» Your instructions
In the listing below, find the line containing "Hi there — would you mind finding the round". Write out that line and every line after it to the end, exactly and only those.

» Extracted data
++++++++++

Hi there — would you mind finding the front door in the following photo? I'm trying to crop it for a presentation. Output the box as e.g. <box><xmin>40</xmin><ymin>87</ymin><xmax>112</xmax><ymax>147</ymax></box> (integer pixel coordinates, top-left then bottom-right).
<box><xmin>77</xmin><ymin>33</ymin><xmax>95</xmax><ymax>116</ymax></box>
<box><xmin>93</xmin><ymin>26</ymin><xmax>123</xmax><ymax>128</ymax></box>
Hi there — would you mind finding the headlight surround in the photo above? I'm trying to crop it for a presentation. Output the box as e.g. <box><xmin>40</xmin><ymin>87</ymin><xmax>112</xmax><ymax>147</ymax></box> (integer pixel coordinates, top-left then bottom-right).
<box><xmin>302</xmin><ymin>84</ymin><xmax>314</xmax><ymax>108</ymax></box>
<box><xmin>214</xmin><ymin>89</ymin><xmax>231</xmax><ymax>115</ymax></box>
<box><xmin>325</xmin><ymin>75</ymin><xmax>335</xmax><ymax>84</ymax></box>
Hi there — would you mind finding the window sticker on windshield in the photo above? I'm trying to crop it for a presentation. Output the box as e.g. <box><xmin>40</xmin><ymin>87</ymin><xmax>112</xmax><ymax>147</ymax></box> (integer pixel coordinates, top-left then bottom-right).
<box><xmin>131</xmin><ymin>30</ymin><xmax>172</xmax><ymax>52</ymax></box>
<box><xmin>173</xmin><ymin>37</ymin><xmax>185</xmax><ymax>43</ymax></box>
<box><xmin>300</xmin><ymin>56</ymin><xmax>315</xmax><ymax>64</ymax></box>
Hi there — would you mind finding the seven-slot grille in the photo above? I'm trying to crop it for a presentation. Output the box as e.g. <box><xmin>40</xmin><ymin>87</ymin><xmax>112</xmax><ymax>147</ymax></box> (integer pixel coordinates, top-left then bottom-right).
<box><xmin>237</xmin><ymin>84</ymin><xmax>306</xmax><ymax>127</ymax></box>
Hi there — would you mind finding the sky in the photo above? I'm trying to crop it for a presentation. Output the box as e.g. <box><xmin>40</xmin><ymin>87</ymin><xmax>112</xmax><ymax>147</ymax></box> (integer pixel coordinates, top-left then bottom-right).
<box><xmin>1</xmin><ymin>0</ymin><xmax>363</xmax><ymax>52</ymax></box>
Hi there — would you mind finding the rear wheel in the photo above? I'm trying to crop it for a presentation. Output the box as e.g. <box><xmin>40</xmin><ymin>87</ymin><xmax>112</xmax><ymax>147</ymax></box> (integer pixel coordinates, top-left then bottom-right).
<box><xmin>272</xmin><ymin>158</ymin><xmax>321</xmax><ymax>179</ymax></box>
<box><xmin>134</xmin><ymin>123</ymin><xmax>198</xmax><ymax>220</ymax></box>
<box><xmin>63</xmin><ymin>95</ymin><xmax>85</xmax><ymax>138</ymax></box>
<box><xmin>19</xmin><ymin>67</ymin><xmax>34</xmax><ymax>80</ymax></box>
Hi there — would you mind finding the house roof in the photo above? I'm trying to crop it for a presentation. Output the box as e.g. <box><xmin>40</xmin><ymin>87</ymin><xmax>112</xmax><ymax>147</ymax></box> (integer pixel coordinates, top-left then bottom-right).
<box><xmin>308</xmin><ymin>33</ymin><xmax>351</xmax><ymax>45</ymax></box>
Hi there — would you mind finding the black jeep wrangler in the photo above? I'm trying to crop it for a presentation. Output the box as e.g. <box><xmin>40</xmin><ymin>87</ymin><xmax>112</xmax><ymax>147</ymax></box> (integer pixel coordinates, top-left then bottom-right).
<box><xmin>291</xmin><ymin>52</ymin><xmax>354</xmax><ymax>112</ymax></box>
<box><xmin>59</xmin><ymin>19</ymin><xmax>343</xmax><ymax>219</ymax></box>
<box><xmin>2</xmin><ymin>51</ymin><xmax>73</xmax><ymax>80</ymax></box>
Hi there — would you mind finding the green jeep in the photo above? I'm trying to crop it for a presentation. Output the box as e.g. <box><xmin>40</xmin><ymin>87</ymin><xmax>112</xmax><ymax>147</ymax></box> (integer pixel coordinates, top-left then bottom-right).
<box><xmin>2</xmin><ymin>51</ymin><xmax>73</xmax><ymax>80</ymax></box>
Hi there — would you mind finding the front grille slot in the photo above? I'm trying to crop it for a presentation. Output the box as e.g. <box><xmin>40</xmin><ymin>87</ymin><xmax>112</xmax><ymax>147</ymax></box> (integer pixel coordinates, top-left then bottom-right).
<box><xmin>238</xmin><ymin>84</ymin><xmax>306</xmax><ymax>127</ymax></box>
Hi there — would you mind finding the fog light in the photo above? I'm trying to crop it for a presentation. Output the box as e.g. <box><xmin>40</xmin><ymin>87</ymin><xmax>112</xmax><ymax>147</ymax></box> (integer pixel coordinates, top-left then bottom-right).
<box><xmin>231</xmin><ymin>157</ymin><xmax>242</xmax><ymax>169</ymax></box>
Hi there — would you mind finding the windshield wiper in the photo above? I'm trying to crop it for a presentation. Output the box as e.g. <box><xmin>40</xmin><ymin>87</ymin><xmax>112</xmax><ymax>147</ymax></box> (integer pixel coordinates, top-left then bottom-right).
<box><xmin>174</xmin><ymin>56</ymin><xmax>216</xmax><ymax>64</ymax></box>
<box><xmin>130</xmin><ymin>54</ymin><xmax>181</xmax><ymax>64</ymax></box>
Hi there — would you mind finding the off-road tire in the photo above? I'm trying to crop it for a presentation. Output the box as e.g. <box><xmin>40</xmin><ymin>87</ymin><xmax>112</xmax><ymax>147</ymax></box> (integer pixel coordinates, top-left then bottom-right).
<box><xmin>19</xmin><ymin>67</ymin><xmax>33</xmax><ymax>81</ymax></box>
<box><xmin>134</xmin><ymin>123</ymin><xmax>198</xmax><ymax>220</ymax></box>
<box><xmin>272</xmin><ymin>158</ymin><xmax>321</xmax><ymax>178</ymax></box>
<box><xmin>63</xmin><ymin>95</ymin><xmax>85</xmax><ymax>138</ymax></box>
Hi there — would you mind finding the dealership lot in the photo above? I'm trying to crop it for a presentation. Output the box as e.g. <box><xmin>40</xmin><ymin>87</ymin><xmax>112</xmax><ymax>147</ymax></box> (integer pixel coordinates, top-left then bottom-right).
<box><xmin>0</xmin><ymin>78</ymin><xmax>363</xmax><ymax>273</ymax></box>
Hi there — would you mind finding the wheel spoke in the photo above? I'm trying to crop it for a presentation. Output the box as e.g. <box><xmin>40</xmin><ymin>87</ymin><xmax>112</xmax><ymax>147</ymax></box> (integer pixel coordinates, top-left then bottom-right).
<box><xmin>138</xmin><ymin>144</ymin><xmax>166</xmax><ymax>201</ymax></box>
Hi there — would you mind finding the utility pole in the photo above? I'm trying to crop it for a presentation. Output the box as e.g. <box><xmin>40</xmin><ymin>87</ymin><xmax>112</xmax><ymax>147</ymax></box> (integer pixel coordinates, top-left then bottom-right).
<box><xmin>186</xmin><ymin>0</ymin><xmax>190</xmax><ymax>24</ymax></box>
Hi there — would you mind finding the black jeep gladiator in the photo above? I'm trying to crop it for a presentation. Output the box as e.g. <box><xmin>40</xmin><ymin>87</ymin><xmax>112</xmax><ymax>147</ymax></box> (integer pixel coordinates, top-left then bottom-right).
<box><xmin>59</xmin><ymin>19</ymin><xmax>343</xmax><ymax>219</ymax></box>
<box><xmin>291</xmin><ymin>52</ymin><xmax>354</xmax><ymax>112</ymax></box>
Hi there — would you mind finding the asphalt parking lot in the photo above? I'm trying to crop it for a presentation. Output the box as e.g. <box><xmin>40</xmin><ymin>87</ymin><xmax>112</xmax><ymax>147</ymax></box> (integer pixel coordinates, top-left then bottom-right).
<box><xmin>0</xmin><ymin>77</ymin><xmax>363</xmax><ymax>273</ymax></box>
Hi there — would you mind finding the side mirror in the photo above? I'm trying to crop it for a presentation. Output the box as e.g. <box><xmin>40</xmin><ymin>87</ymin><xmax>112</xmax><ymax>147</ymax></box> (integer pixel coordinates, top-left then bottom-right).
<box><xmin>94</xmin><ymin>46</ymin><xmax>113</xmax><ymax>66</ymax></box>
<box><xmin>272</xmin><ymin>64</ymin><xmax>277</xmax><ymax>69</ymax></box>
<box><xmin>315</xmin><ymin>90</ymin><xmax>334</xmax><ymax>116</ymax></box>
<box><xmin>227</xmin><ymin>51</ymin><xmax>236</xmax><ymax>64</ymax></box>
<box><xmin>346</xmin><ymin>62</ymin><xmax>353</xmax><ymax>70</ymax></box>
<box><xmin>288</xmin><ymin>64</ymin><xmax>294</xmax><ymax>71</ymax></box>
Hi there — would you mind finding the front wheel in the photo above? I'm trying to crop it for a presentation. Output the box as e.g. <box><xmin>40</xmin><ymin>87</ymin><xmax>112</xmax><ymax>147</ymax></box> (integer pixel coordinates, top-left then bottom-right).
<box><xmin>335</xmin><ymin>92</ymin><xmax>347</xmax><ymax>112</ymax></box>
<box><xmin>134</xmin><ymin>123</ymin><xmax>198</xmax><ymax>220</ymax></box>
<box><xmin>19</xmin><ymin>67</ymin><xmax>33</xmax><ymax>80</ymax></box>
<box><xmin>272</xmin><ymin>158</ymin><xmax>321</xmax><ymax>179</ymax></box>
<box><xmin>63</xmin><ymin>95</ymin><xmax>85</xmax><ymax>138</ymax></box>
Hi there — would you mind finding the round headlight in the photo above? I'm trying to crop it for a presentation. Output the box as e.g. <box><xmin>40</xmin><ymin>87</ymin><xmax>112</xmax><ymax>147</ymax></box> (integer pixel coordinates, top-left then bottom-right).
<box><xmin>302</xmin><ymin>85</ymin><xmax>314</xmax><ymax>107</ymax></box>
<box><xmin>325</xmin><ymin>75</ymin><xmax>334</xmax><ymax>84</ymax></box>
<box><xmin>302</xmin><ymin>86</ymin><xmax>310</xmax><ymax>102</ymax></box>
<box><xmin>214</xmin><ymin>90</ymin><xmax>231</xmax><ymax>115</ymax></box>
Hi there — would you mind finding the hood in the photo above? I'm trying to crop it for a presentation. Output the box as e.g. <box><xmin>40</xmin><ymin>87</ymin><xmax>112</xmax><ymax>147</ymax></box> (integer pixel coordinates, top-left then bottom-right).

++++++++++

» Output of the exercise
Hi there — would you mind finding the round headlight in the photo above? I'm trying to crop it for a presentation. Output the box as e.g. <box><xmin>40</xmin><ymin>87</ymin><xmax>112</xmax><ymax>147</ymax></box> (integer pixel coordinates, top-left then bottom-right).
<box><xmin>302</xmin><ymin>85</ymin><xmax>314</xmax><ymax>107</ymax></box>
<box><xmin>325</xmin><ymin>75</ymin><xmax>334</xmax><ymax>84</ymax></box>
<box><xmin>302</xmin><ymin>86</ymin><xmax>310</xmax><ymax>102</ymax></box>
<box><xmin>214</xmin><ymin>90</ymin><xmax>231</xmax><ymax>115</ymax></box>
Hi there — would you mind finding the hood in the photo above? I'm trying to crop it for a presentation. Output the box as e.g. <box><xmin>40</xmin><ymin>87</ymin><xmax>112</xmax><ymax>147</ymax></box> (integer pixel coordinates, top-left then bottom-right).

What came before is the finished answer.